WRITTEN INSTRUCTION A:
Check statements (i) through (iii) against the memoir passage. For each, answer yes or no and quote the words of the passage that decide it. (i) The dinnerware set had a pink tulip in the middle. (ii) The visit to Tossie's home in Jellico took place in 1956. (iii) Chester Young taught history at Williamsburg for only a short time.

Gerald has kept us distracted with his photography hobby as he is digging into photo albums and making copies of old photos and sharing them with brothers and cousins. We cannot keep from doing considerable reminiscing as he finds yet another special person and special moment of the past.

Reading has always been one of the most pleasant distractions I can find, and I have done more than I should reading from the many books I’ve not been able to resist acquiring at the autumn book fairs that I have been a part of. I would always rather read the book of someone I know than that of a stranger although I enjoy strangers’ books also. I like thinking about the author and his/her view on the book’s topic.

At Sturgis, Kentucky, I saw the beautiful cover of Cumberland and knew I was probably going to buy it. The title instantly brought remembrances of our dear friend Chester Young and his admonition to us while visiting him and Tossie on our wedding trip that everyone ought to see the Cumberland Falls. And so, of course, we did. They were home on furlough from a mission church in Hawaii and we visited them in Tossie’s eastern Kentucky home in Jellico in 1956.

Tossie’s dad and mother had run a grocery store in town, and they still had dinnerware that had been given away to shoppers. We were given a complete set of the white dinnerware with a lovely pink tulip in the middle. There was a touch of brown. I cherished the dishes, which are all used up now. I placed them on a brown tablecloth with the large pink napkins I had bought in downtown Chicago during our engagement. This made a lovely table including the times I gathered pink smart weed from our rural roadside for the floral arrangement in the center.

Later the Youngs returned permanently to the states, and he taught history for many years at Williamsburg. An author and a minister, he was able to finish his third book with Tossie’s help before his illness stopped his writing career and eventually his life.

The setting for this novel was also the area of Kentucky where our granddaughter Leslie and her youth group has participated in teaching Vacation Bible Schools. Leslie has been enthralled with Eastern Kentucky because of those experiences.

EXCERPTED DATA:
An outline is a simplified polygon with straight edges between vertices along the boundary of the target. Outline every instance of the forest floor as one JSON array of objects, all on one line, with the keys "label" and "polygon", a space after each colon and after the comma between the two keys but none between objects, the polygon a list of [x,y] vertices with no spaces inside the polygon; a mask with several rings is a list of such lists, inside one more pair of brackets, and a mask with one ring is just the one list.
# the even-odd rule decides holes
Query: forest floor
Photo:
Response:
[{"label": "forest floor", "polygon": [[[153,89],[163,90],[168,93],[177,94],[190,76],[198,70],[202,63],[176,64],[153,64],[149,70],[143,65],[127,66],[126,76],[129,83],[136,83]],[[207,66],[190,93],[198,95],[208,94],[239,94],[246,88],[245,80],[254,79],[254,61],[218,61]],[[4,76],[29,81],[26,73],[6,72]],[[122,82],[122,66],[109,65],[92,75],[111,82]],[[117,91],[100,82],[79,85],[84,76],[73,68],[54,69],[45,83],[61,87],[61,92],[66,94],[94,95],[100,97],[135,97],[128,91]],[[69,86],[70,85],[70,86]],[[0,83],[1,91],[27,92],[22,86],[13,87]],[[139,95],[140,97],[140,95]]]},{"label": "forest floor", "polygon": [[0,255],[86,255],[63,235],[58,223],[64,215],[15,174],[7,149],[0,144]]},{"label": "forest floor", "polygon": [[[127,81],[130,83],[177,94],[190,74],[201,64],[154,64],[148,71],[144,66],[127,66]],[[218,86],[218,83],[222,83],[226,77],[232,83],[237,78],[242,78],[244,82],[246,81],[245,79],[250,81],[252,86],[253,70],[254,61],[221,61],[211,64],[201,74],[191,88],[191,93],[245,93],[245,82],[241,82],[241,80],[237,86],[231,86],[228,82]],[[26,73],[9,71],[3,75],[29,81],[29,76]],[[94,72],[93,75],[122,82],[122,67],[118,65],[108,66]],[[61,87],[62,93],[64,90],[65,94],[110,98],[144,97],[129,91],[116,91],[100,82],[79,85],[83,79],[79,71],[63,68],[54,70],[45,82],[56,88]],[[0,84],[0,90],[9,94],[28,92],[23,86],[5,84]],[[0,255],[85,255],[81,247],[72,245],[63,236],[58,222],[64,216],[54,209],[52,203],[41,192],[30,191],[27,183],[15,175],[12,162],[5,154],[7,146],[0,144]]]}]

WRITTEN INSTRUCTION B:
Rewrite the entries from their first line down to the line containing "# the even-odd rule decides holes", replacing "holes" with "cutouts" and keeping everything else the same.

TASK ANSWER A:
(i) Yes: "a complete set of the white dinnerware with a lovely pink tulip in the middle"
(ii) Yes: "we visited them in Tossie’s eastern Kentucky home in Jellico in 1956"
(iii) No: "he taught history for many years at Williamsburg"

TASK ANSWER B:
An outline is a simplified polygon with straight edges between vertices along the boundary of the target. Outline every instance of the forest floor as one JSON array of objects, all on one line, with the keys "label" and "polygon", a space after each colon and after the comma between the two keys but none between objects, the polygon a list of [x,y] vertices with no spaces inside the polygon; a mask with several rings is a list of such lists, inside one more pair of brackets, and a mask with one ring is just the one list.
# the even-odd rule decides cutouts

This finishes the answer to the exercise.